● **Set exercise 1**
Pull out every line of the rows below that contains the word "with".

● **Source text**
Running nf-core Pipelines in Google Colab
Running nf-core pipelines can be computationally intensive, requiring resources not easily available to students, newcomers, or participants in hands-on training workshops.
Colab offers an affordable and accessible platform ideal for learning, teaching, and prototyping workflows in resource-constrained environments. However out of the box it does have a few limitations, such as session timeouts and a lack of root access, which means a user needs correctly configure and setup their instance for an optimal experience.
This tutorial shows two ways in which you can use Google Colab to run nf-core pipelines entirely in the cloud, either in a browser-based execution or connected to VS Code via the vscode-colab
package for a full development experience.
Make sure to also checkout this blogpost on this topic for more background on running nf-core pipelines using Colab.
Setting up the environment in Google Colab
If you are new to Google Colab, you can follow the official Google Colab Getting Started guide or the Colab Welcome Notebook for instructions on how to register for an account and set up your first notebook.
After opening a Colab notebook with the machine type of your choice, the first step is to install Nextflow and its dependencies. Since Colab does not provide root access, you will need to install Nextflow in your home directory.
Setting up Java for Nextflow
Before installing Nextflow, you must install Java.
In Colab, run the following commands in a notebook code cell using the %
and !
prefixes, or run them directly in your terminal (without the prefixes).
%cd .. # use '%'before cd to make a permanent change of directories
!apt update
!apt install openjdk-17-jdk
!export JAVA_HOME=/usr/lib/jvm/java-17-openjdk-amd64
!export PATH=$JAVA_HOME/bin:$PATH
!source ~/.bashrc
Installing and Setting up Nextflow
Next, install Nextflow and make it executable by running the following commands in a code cell as before:
!wget -qO- https://get.nextflow.io | bash # Download Nextflow
!mv nextflow /usr/bin/nextflow # Move to a path Colab can access
!chmod +x /usr/bin/nextflow # Make it executable
!nextflow -v # Test it
Setting Up Conda for Google Colab
Due to a lack of root access, it is not possible to run nf-core, or any Nextflow pipelines, using the -profile docker
or -profile singularity
container based configuration profiles.

● **Record extracts**
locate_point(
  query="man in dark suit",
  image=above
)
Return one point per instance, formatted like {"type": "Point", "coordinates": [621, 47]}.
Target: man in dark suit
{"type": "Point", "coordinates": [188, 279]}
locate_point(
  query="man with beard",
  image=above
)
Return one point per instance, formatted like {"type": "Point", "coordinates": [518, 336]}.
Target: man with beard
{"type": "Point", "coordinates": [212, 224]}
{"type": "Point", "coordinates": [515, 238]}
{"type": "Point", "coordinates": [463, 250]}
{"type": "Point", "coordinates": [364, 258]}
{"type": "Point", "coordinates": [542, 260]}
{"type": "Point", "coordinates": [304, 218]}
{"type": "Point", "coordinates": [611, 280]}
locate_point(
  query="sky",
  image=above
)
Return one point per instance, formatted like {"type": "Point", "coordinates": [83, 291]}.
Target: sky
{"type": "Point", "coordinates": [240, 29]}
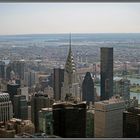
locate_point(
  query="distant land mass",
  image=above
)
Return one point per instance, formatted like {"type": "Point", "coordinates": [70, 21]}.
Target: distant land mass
{"type": "Point", "coordinates": [75, 37]}
{"type": "Point", "coordinates": [55, 46]}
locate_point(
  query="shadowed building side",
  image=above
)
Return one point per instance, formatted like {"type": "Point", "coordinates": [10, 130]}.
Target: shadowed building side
{"type": "Point", "coordinates": [106, 73]}
{"type": "Point", "coordinates": [88, 88]}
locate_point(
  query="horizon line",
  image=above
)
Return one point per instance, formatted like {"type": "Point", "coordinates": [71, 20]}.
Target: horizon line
{"type": "Point", "coordinates": [18, 34]}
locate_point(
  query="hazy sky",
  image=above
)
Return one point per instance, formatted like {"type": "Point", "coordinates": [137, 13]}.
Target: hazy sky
{"type": "Point", "coordinates": [29, 18]}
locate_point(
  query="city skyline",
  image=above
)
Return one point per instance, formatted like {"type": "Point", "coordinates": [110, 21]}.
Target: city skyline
{"type": "Point", "coordinates": [44, 18]}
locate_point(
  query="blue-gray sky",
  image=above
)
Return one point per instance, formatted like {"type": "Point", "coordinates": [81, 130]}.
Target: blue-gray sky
{"type": "Point", "coordinates": [30, 18]}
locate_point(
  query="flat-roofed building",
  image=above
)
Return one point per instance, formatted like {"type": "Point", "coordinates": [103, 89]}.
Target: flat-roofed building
{"type": "Point", "coordinates": [108, 121]}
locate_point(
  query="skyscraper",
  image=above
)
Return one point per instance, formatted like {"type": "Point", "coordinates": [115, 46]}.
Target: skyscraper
{"type": "Point", "coordinates": [69, 120]}
{"type": "Point", "coordinates": [88, 88]}
{"type": "Point", "coordinates": [108, 120]}
{"type": "Point", "coordinates": [131, 123]}
{"type": "Point", "coordinates": [39, 101]}
{"type": "Point", "coordinates": [46, 121]}
{"type": "Point", "coordinates": [70, 85]}
{"type": "Point", "coordinates": [57, 82]}
{"type": "Point", "coordinates": [122, 87]}
{"type": "Point", "coordinates": [20, 107]}
{"type": "Point", "coordinates": [18, 67]}
{"type": "Point", "coordinates": [12, 90]}
{"type": "Point", "coordinates": [6, 108]}
{"type": "Point", "coordinates": [106, 73]}
{"type": "Point", "coordinates": [2, 69]}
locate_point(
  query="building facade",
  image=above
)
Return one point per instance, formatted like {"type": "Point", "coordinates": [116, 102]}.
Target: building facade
{"type": "Point", "coordinates": [71, 85]}
{"type": "Point", "coordinates": [12, 89]}
{"type": "Point", "coordinates": [6, 108]}
{"type": "Point", "coordinates": [46, 121]}
{"type": "Point", "coordinates": [108, 121]}
{"type": "Point", "coordinates": [122, 87]}
{"type": "Point", "coordinates": [39, 101]}
{"type": "Point", "coordinates": [106, 73]}
{"type": "Point", "coordinates": [69, 120]}
{"type": "Point", "coordinates": [131, 123]}
{"type": "Point", "coordinates": [57, 82]}
{"type": "Point", "coordinates": [88, 88]}
{"type": "Point", "coordinates": [20, 107]}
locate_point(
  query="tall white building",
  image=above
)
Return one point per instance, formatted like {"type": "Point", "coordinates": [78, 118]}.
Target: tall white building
{"type": "Point", "coordinates": [108, 121]}
{"type": "Point", "coordinates": [122, 87]}
{"type": "Point", "coordinates": [70, 85]}
{"type": "Point", "coordinates": [6, 108]}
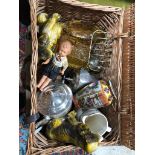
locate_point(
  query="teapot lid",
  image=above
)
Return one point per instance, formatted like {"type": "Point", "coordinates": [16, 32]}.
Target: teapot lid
{"type": "Point", "coordinates": [55, 100]}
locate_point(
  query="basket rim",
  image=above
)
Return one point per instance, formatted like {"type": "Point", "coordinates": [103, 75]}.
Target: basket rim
{"type": "Point", "coordinates": [93, 6]}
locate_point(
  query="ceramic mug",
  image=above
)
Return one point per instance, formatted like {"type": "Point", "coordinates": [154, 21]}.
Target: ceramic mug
{"type": "Point", "coordinates": [95, 120]}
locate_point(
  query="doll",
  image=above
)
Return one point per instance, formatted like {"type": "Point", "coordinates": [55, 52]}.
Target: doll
{"type": "Point", "coordinates": [56, 65]}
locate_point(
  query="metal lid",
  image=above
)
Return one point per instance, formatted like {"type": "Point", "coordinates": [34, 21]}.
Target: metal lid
{"type": "Point", "coordinates": [55, 101]}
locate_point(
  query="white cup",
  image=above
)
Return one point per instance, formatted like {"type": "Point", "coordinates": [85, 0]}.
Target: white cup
{"type": "Point", "coordinates": [96, 121]}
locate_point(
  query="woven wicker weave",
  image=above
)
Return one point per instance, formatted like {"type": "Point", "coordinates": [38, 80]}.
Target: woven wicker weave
{"type": "Point", "coordinates": [109, 19]}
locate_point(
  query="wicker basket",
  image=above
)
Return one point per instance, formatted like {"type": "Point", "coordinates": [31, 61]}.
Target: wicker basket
{"type": "Point", "coordinates": [120, 71]}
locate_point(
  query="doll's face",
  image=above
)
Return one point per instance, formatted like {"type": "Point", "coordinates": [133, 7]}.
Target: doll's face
{"type": "Point", "coordinates": [65, 48]}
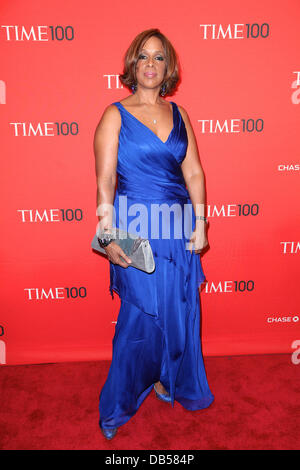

● **Set exercise 2**
Answer these from the Colab tutorial above:
(a) Which two out-of-the-box Colab limitations does it name?
(b) What Java package does the install command ask for?
(c) Which two container-based profiles can't be used for lack of root access?

● **Written reply 1**
  query="man with beard",
Target: man with beard

● **Written reply 2**
(a) Session timeouts and a lack of root access.
(b) openjdk-17-jdk
(c) -profile docker and -profile singularity.